Stored entries:
:::::
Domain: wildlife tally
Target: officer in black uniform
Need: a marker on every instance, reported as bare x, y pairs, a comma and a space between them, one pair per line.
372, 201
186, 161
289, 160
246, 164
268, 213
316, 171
:::::
Task objective: Rewrite the data above with "officer" changed to "guard" and nothing else altered.

Final result:
Domain: wildlife tally
Target: guard in black uniform
Need: a marker on every instance, reported as bare x, y pairs, a comma and a space between them, one pair per line.
372, 201
186, 161
289, 160
246, 164
268, 213
316, 171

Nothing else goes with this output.